(Brief)
Answer these questions using the blog post about Zeffirelli's Endless Love:
(a) In what year was the original film released?
(b) Which earlier hit of Zeffirelli's does the film imitate?
(c) Who says "Too much self-dramatizing around here!"?

--- Document passage Enclosed Below ---

Tuesday, June 10, 2014

A Delicious look at Zeffirelli's ENDLESS LOVE proves that when young love is concerned, where there's smoke, there's fire - literally!

Combatting the ruins of a recent house fire (caused when my Madame Trousseau electric hairdyer 6000 decided that life had finally become unbearable and decided to go out, not with a whimper, but with a bonfire), meant dinner and dancing with husband Jim was utterly out of the question. But romance will not be damned. If we could not make sparks on the dance floor, we would make sparks in front of the dvd player. 

A recent remake of ENDLESS LOVE had me nostalgic for my younger days when I saw the original version in theaters and swooned with delight over the acting eyebrows of Brooke Shields and Martin Hewitt. While there has never been an official US dvd release of the film, yours truly has her ways, and I trundled into my secret stash to find the old 1981 chestnut with the promise to Jim that getting my way was the only way that he would have his.

Filmmaker Franco Zeffirelli, hoping to reignite his lukewarm career with a swoony, romantic teen tragedy (aping his earlier smash Romeo and Juliet) only pulled off the swoony part with this misguided, hooty attempt to launch ‘70s prepubescent pinup Shields into adult stardom. Saddled with Brooke Shields and newcomer Martin Hewitt - two dreamy-looking dead weights who’d make better bookends than film stars - Zeffirelli tries, hilariously, to divert our attention from their inability to act by encouraging the film’s other players to overact up a storm. "Too much self-dramatizing around here!" snaps Beatrice Straight as if (1) she’d just come from watching the rushes, and (2) she weren’t guilty as sin herself.

The movie, a yarn about star-crossed Chicago teens who go mad when torn apart (already laughably preposterous when Splendor in the Grass was filmed twenty years earlier), throws together the son of two politically aware do-gooders with the daughter of two "free-spirits." whose home "is the joke of the neighborhood - into drugs, into everything - a relic of the ‘60s."

Earth mama Shirley Knight likes that Hewitt is spending the nights in fifteen-year-old Shields’ bedroom; she asks hippy hubby Don Murray, "Aren’t you happy that someone has the courage to wake up Sleeping Beauty?" (Shields looks to us like she’s been sleepwalking from beginning to end.) Knight explains, "He hides in the house till they think we’re asleep and he scuttles away at dawn. They’re rather sweet - like bats."

--- End of Enclosed Document passage ---
--- Records provided Enclosed Below ---

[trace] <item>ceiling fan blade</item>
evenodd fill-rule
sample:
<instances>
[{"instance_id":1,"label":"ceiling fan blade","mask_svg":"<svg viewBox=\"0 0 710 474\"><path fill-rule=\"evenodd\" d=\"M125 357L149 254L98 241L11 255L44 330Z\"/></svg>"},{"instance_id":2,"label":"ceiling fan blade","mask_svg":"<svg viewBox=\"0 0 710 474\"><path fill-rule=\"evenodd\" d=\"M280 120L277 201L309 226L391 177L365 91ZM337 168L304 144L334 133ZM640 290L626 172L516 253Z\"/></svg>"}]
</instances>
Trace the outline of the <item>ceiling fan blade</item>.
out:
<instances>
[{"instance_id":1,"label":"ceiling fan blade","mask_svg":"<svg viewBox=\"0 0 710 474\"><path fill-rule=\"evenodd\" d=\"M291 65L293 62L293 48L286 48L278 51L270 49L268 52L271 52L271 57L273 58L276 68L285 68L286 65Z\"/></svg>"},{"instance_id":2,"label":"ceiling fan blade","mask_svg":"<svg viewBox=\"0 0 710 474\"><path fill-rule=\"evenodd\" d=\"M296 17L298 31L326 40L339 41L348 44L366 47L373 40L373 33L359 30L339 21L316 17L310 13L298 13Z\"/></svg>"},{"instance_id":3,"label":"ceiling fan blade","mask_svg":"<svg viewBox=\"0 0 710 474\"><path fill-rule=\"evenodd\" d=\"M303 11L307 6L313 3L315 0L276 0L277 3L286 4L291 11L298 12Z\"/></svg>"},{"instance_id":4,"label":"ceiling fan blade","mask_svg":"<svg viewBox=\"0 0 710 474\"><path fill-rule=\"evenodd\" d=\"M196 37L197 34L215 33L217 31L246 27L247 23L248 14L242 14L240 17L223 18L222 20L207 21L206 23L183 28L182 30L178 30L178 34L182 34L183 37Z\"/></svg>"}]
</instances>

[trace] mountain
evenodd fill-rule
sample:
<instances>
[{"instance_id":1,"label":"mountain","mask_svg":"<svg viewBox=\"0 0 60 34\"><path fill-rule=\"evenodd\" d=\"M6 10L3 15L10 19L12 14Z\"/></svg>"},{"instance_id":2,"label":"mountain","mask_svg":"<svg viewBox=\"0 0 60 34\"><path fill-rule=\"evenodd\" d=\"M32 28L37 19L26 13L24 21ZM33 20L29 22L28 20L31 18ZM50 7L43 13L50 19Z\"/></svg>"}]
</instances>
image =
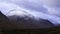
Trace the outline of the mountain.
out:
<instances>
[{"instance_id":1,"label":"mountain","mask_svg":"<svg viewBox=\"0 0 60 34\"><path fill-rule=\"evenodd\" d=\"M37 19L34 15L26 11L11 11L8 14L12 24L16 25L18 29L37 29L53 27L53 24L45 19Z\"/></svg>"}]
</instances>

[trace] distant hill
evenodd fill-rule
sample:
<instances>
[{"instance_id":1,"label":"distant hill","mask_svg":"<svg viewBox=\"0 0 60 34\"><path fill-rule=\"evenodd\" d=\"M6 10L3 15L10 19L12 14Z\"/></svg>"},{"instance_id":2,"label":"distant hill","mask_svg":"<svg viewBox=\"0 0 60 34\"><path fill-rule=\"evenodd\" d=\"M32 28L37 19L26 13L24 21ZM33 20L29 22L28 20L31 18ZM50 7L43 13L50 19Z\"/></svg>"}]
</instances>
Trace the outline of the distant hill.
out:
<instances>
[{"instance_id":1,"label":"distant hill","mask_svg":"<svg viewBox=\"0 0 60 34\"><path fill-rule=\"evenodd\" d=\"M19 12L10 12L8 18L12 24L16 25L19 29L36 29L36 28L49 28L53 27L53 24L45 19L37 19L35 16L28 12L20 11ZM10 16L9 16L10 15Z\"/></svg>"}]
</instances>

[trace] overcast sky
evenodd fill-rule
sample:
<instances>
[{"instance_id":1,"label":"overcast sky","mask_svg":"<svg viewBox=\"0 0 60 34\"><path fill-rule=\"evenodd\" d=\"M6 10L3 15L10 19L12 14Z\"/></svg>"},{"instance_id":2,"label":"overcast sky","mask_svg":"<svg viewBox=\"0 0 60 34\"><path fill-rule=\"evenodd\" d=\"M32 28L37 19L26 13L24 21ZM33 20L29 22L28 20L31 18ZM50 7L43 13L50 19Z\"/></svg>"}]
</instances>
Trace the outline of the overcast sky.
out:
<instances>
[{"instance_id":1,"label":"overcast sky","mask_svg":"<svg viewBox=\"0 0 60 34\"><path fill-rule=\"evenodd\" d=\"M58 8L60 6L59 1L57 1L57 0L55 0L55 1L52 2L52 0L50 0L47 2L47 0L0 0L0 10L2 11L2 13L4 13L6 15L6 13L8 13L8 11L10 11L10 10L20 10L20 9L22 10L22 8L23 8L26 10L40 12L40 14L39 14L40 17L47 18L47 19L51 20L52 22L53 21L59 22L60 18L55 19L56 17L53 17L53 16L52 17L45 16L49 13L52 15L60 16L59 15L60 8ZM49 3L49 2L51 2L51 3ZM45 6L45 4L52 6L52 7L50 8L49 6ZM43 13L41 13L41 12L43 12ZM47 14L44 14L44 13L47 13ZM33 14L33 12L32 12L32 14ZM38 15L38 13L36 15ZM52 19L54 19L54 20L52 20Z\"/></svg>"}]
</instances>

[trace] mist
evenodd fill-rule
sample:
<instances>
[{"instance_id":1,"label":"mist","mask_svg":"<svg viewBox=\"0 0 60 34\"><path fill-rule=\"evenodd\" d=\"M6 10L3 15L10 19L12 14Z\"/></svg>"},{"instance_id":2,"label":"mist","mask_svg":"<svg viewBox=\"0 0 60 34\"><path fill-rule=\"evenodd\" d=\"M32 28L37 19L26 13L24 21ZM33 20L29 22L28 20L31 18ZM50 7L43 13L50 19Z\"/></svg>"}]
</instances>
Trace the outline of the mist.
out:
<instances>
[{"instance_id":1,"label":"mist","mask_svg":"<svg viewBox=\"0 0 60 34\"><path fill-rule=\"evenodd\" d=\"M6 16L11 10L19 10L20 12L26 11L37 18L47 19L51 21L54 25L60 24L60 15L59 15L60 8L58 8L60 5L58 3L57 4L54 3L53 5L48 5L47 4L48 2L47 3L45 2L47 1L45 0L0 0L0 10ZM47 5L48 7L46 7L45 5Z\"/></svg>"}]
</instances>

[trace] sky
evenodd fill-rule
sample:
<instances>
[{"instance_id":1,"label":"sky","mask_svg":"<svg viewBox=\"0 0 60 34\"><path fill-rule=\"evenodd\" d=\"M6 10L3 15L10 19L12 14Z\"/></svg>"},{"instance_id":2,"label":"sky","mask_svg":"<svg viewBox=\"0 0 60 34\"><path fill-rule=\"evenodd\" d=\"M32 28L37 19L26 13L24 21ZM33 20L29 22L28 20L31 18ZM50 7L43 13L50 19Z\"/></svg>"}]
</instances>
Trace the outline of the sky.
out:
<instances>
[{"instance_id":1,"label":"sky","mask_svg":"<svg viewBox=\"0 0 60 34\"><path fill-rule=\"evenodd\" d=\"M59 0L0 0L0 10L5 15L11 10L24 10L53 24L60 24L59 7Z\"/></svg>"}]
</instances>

--- End of Enclosed Records provided ---

(Reply to the task)
(a) 1981
(b) Romeo and Juliet
(c) Beatrice Straight